Перепечатайте без изменений часть приведенного ниже интервью о памяти жертв политических репрессий: всё от слов «29 октября по» и вниз до слов «казненных еще далеко.» включительно.
------ Цитируемый текст ------
30 октября, в День памяти жертв политических репрессий, в Москве будет открыт монумент "Стена скорби". Он возводится по указу президента РФ Владимира Путина. Создание мемориала в столице станет центральным, но не единственным событием этого дня. О том, как в России ведется работа по увековечиванию памяти погибших и пострадавших в те трагические годы, рассказал ТАСС председатель Совета при президенте РФ по развитию гражданского общества и правам человека Михаил Федотов.
— В 2017 году отмечается два знаковых для отечественной истории события — 80 лет "Большого террора" 1937 года и 100-летие революции. Какие в этой связи мероприятия планируются в этом году ко Дню памяти жертв политических репрессий?
— По сути, это серия мероприятий. Началась она с открытия в сентябре Сада памяти на Бутовском полигоне в Москве. Это большая аллея, где на каменных плитах выбиты имена расстрелянных на этом страшном месте, а это 20 761 человек, и это только те люди, о которых есть точные, документальные свидетельства. Я бы напомнил, что сюда, на Бутовский полигон, в свое время приезжал президент России Владимир Путин, преклонял колено перед Соловецким крестом.
29 октября по традиции у Соловецкого камня на Лубянской площади Москвы пройдет акция "Возвращение имен". Она традиционно организуется обществом "Мемориал". Приходят тысячи людей, чтобы огласить имена тех, кто был расстрелян в Москве в годы "Большого террора". Хотя эта акция проводится уже не первый год, но до конца списка казненных еще далеко.
30 октября — это День памяти жертв политических репрессий, он отмечается уже больше четверти века. В этот день пройдет традиционная акция на Бутовском полигоне, будут зачитаны имена расстрелянных на этом месте.
Но главным событием этого дня станет открытие мемориала жертвам политических репрессий на пересечении проспекта академика Сахарова и Садового кольца.
Серия памятных мероприятий продолжится в Екатеринбурге, где 16 ноября будет открыт на месте массовых расстрелов в 1937–1938 годах мемориал "Маска скорби" работы выдающегося скульптора Эрнста Неизвестного.
— Какова роль гражданского общества, граждан в деле увековечивания памяти жертв политических репрессий?
— В деле увековечивания памяти жертв политических репрессий огромную роль играет личность. Например, настоятель храма Бутовских Новомучеников священник Кирилл Каледа объединил вокруг себя большое количество энтузиастов, готовых вкладывать собственные деньги, силы, время в увековечивание памяти тех невинных жертв, что обрели покой на полигоне. Именно он нашел того, кто профинансировал создание Сада памяти. Низкий поклон Сергею Васильеву, генеральному директору ГК "Видео-Интернешнл", который в память о своем расстрелянном предке взял на себя все финансовое бремя этого проекта. Вот почему для меня Сад памяти — это не только памятник жертвам, но и памятник человеческой жертвенности.
------ Список записей ------
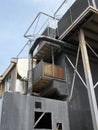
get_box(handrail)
[24,12,58,38]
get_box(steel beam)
[79,29,98,130]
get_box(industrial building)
[0,0,98,130]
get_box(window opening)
[56,123,62,130]
[34,112,52,129]
[35,102,41,109]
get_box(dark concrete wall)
[0,93,70,130]
[65,51,98,130]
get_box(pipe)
[28,36,67,94]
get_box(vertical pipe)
[92,0,97,8]
[28,54,33,94]
[79,29,98,130]
[51,46,54,77]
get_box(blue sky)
[0,0,67,75]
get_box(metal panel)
[0,93,70,130]
[71,0,89,22]
[41,27,56,38]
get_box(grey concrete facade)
[0,92,70,130]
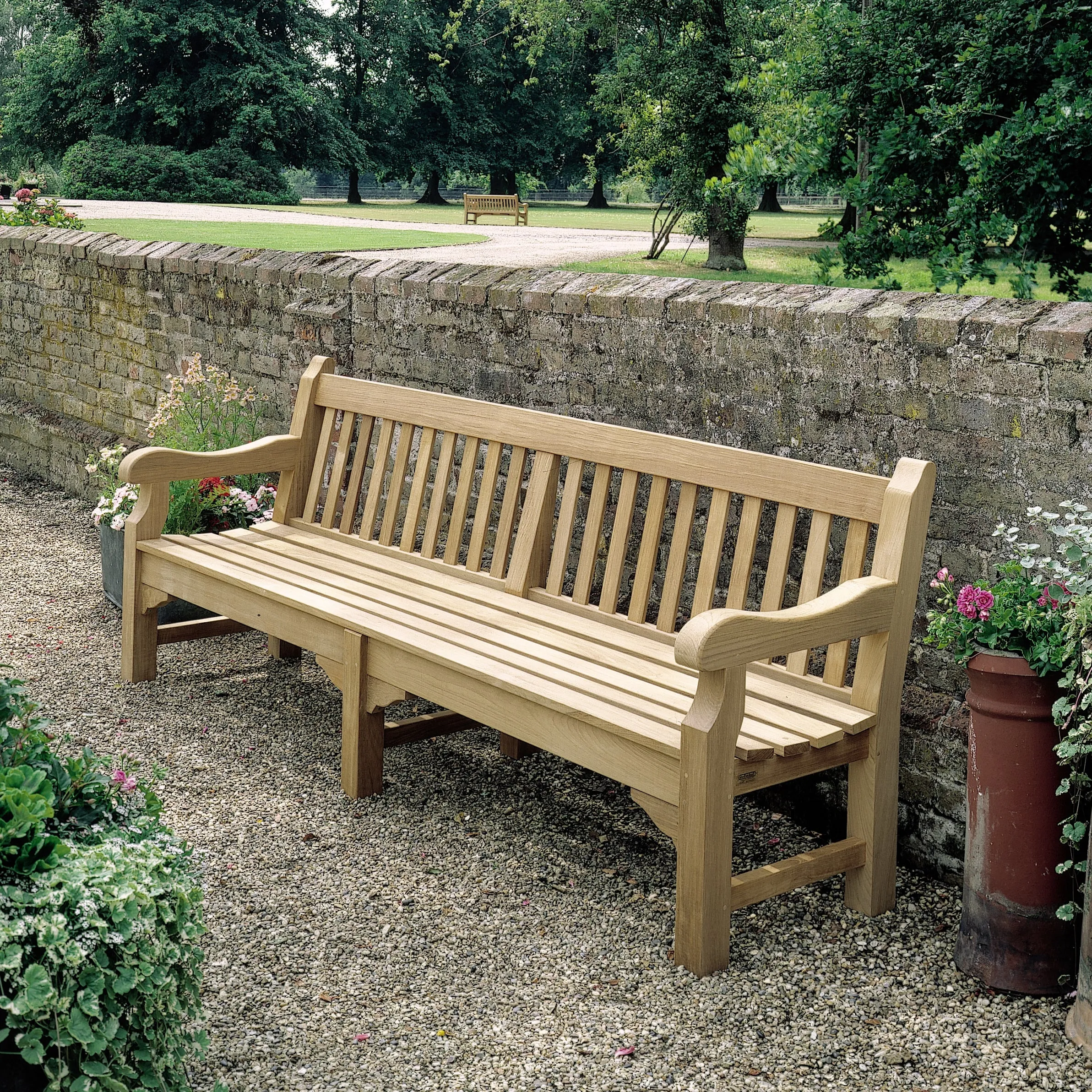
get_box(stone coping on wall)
[0,227,1092,367]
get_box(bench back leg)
[342,629,385,799]
[121,483,169,683]
[845,459,936,916]
[675,667,747,976]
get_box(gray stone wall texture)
[0,228,1092,879]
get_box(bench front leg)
[675,666,747,976]
[342,629,385,799]
[121,482,170,683]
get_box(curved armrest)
[118,436,299,485]
[675,576,896,672]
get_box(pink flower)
[956,584,994,621]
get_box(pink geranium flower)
[956,584,994,621]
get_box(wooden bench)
[463,193,531,227]
[121,357,935,974]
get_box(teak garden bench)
[463,193,531,227]
[121,357,935,974]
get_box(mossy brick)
[1023,303,1092,360]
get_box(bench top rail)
[288,364,926,693]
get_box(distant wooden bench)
[463,193,531,226]
[121,357,935,974]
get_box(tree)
[5,0,355,164]
[815,0,1092,297]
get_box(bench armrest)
[675,576,896,672]
[118,436,299,485]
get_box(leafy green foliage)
[0,678,206,1092]
[0,189,83,228]
[61,136,299,204]
[799,0,1092,297]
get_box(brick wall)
[0,228,1092,877]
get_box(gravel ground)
[0,472,1092,1092]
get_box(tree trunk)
[417,170,450,204]
[706,217,747,272]
[584,178,610,209]
[757,179,785,212]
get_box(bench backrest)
[463,193,520,212]
[278,365,931,687]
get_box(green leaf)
[68,1009,95,1046]
[21,963,56,1012]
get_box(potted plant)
[926,502,1092,994]
[0,677,207,1092]
[84,355,276,626]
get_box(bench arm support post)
[675,666,747,976]
[675,576,896,672]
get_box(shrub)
[0,678,207,1092]
[61,136,299,204]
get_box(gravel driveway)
[0,471,1092,1092]
[65,201,816,266]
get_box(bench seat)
[140,522,876,803]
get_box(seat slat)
[572,463,610,604]
[724,497,762,610]
[466,440,505,572]
[443,436,482,565]
[788,512,832,675]
[690,489,732,618]
[656,482,698,633]
[341,416,375,535]
[489,448,527,579]
[359,417,394,539]
[822,520,870,686]
[546,459,584,595]
[379,422,417,546]
[599,471,638,614]
[628,475,670,622]
[322,409,355,527]
[420,432,457,558]
[304,407,337,523]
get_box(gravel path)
[65,201,816,266]
[0,471,1092,1092]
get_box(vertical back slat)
[489,448,527,579]
[360,417,394,538]
[341,417,375,535]
[724,497,762,610]
[399,428,436,554]
[379,422,417,546]
[304,406,337,523]
[822,520,870,686]
[759,505,798,610]
[656,482,698,633]
[546,459,584,595]
[420,432,457,558]
[443,436,482,565]
[599,471,638,614]
[629,475,670,622]
[572,463,610,604]
[322,409,356,527]
[690,489,732,618]
[786,512,832,675]
[466,440,505,572]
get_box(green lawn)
[239,201,831,239]
[565,247,1079,300]
[84,219,488,251]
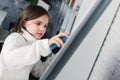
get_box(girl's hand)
[48,33,68,47]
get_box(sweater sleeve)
[1,34,51,66]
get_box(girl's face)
[24,15,49,39]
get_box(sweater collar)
[22,28,37,42]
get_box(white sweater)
[0,30,51,80]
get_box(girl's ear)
[23,21,26,28]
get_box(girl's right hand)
[48,33,68,47]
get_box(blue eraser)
[50,37,67,50]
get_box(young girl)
[0,6,68,80]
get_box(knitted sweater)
[0,30,51,80]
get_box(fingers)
[48,33,68,47]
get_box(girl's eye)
[44,25,47,28]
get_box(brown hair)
[14,5,49,33]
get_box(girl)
[0,6,68,80]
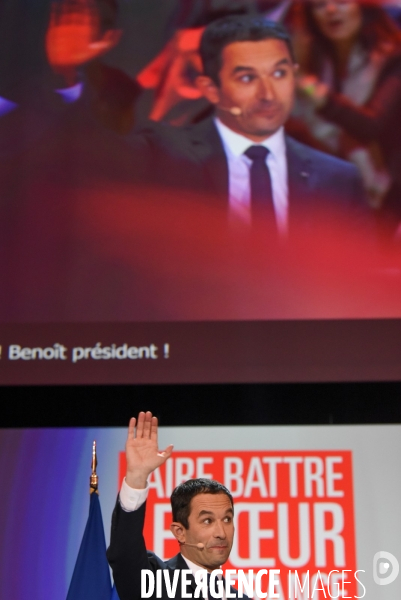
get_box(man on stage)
[107,412,246,600]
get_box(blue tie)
[244,146,275,223]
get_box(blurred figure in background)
[291,0,401,244]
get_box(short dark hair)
[170,479,234,529]
[200,15,296,85]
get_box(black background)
[0,382,401,427]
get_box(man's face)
[200,39,297,141]
[181,493,234,571]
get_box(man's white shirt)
[214,118,288,237]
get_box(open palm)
[125,411,173,487]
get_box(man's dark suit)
[128,113,364,230]
[107,500,247,600]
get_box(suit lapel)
[166,554,238,598]
[185,119,228,204]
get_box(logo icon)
[373,550,400,585]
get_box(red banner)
[120,450,358,600]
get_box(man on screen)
[107,412,246,600]
[131,15,363,236]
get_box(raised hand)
[125,411,173,489]
[46,0,121,83]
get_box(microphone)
[219,106,242,117]
[180,542,205,550]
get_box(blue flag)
[67,493,111,600]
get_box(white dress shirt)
[214,118,288,237]
[120,477,226,600]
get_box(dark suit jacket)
[128,119,365,229]
[107,499,247,600]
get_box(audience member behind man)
[291,0,401,244]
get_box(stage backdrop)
[0,426,401,600]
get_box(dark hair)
[290,0,401,76]
[170,479,234,529]
[200,15,295,84]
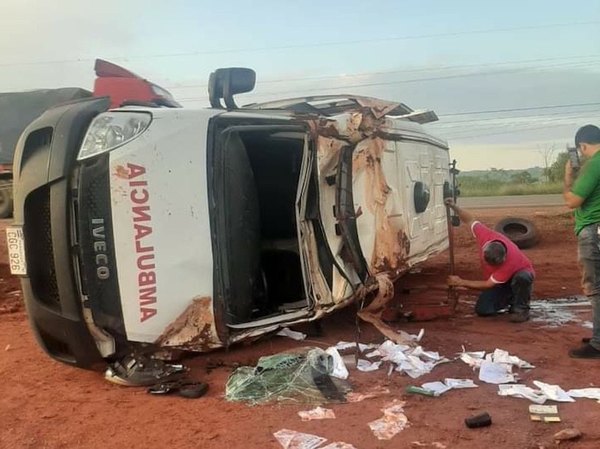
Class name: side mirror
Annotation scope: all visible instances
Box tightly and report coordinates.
[208,67,256,109]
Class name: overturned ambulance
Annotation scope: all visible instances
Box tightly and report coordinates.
[7,69,451,374]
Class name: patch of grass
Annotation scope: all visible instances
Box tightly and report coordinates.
[460,182,563,197]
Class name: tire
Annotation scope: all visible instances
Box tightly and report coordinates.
[494,217,539,249]
[0,184,13,218]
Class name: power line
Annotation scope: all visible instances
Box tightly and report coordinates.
[165,54,600,89]
[444,123,584,140]
[179,62,597,101]
[0,21,600,67]
[439,103,600,117]
[430,110,598,130]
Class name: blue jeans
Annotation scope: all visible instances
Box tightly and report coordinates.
[577,223,600,350]
[475,271,533,316]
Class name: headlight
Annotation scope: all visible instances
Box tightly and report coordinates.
[77,112,152,160]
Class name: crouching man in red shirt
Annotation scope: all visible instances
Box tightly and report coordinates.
[446,198,535,323]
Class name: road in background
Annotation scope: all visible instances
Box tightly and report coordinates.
[458,194,565,208]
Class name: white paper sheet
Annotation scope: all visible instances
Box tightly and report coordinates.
[567,388,600,401]
[421,380,452,396]
[273,429,327,449]
[533,380,575,402]
[356,359,383,373]
[498,384,548,404]
[277,327,306,341]
[479,360,515,384]
[325,346,349,379]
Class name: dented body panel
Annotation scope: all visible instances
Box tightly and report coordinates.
[12,91,449,368]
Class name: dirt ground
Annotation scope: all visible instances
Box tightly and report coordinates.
[0,208,600,449]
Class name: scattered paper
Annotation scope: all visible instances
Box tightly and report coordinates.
[365,349,382,358]
[319,441,356,449]
[356,359,383,373]
[567,388,600,401]
[325,346,349,379]
[529,404,560,422]
[459,346,535,369]
[334,341,379,352]
[533,380,575,402]
[554,429,582,443]
[346,388,390,402]
[276,327,306,341]
[498,384,548,404]
[479,360,515,384]
[273,429,327,449]
[421,381,452,396]
[410,441,446,449]
[492,349,535,369]
[460,346,485,369]
[298,407,335,421]
[369,401,408,440]
[444,378,479,389]
[421,378,478,396]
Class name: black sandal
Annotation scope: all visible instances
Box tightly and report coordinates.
[148,380,208,399]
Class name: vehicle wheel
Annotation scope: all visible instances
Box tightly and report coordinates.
[494,217,539,249]
[0,186,13,218]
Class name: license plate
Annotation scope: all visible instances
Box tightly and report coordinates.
[6,226,27,276]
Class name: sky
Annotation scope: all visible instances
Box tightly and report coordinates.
[0,0,600,170]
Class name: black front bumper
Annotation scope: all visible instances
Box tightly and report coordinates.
[14,98,110,369]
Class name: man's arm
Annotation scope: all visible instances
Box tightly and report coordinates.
[444,198,475,228]
[448,276,496,290]
[563,161,585,209]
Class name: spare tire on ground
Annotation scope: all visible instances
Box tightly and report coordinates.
[494,217,539,249]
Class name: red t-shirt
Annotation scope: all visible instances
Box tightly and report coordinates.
[471,221,535,284]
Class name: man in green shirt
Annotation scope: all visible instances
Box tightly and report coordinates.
[563,125,600,359]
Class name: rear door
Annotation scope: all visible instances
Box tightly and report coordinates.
[395,140,449,265]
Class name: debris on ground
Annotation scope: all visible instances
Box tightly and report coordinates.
[275,327,306,341]
[479,360,516,384]
[459,346,535,369]
[325,346,349,379]
[486,349,535,369]
[530,296,591,328]
[225,347,350,405]
[498,380,600,404]
[529,404,560,422]
[346,387,390,402]
[369,401,409,440]
[356,359,383,373]
[410,441,447,449]
[334,341,379,352]
[465,412,492,429]
[554,429,583,444]
[377,340,450,379]
[459,347,535,384]
[319,441,356,449]
[298,407,335,421]
[273,429,327,449]
[533,380,575,402]
[498,384,548,404]
[148,380,208,399]
[567,388,600,401]
[415,378,478,396]
[358,275,422,344]
[104,354,188,387]
[273,429,356,449]
[406,385,439,397]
------
> _Результат_:
29 октября по традиции у Соловецкого камня на Лубянской площади Москвы пройдет акция "Возвращение имен". Она традиционно организуется обществом "Мемориал". Приходят тысячи людей, чтобы огласить имена тех, кто был расстрелян в Москве в годы "Большого террора". Хотя эта акция проводится уже не первый год, но до конца списка казненных еще далеко.